### THE EXERCISE
Pick out every line in the listing below that contains the string "blurred", and copy each one. Matching is case-sensitive.

### PROVIDED INFORMATION
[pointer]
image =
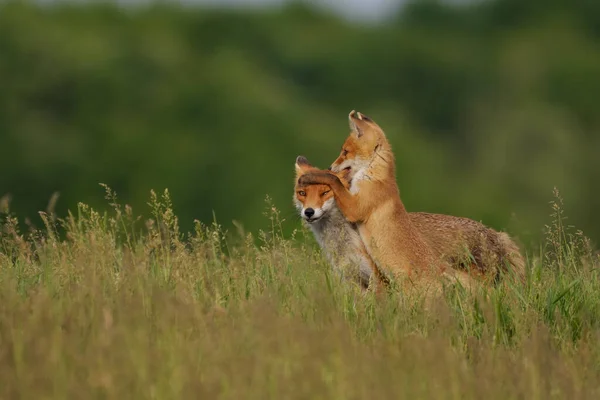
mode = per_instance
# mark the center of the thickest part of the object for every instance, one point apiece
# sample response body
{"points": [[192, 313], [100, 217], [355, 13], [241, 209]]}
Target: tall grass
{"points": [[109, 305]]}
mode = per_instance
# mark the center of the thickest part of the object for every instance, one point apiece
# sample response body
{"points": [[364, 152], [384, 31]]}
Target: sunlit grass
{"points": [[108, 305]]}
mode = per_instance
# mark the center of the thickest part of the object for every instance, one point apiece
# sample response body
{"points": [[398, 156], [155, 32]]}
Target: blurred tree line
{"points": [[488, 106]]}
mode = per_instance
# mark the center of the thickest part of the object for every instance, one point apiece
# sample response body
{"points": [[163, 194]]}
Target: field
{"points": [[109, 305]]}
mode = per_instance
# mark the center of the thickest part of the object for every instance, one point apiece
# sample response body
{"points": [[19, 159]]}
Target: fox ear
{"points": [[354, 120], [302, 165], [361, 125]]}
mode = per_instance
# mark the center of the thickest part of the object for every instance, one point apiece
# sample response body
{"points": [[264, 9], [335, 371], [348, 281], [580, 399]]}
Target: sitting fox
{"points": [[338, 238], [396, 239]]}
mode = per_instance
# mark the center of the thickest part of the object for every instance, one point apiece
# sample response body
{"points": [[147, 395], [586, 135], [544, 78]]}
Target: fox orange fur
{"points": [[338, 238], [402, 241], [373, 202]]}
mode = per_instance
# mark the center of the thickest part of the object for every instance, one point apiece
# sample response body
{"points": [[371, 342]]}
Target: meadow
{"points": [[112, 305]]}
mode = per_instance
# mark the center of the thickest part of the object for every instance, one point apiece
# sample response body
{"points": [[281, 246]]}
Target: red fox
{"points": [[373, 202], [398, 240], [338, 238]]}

==

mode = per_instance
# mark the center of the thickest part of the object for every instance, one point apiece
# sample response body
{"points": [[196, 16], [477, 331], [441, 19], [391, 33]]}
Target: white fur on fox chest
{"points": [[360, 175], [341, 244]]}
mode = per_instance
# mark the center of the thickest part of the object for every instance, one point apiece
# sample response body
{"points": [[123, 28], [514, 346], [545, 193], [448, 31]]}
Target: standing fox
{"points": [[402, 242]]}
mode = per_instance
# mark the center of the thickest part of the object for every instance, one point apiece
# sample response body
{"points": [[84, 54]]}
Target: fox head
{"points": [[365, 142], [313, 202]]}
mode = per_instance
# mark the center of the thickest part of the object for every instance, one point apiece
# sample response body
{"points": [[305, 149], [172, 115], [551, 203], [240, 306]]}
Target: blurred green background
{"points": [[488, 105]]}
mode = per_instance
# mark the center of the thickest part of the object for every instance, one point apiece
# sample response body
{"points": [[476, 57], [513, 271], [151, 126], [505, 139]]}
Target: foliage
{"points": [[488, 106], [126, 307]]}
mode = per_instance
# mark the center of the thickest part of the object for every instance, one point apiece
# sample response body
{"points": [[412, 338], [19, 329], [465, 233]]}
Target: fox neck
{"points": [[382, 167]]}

==

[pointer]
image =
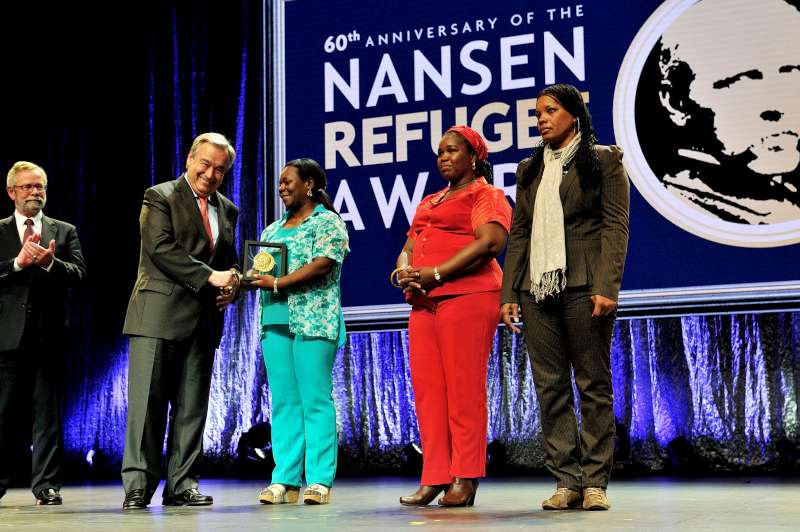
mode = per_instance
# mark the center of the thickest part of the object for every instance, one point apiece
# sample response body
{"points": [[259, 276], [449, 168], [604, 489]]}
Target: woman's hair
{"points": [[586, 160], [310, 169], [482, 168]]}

### FINAL RESULT
Target: blurred tree line
Target: blurred green background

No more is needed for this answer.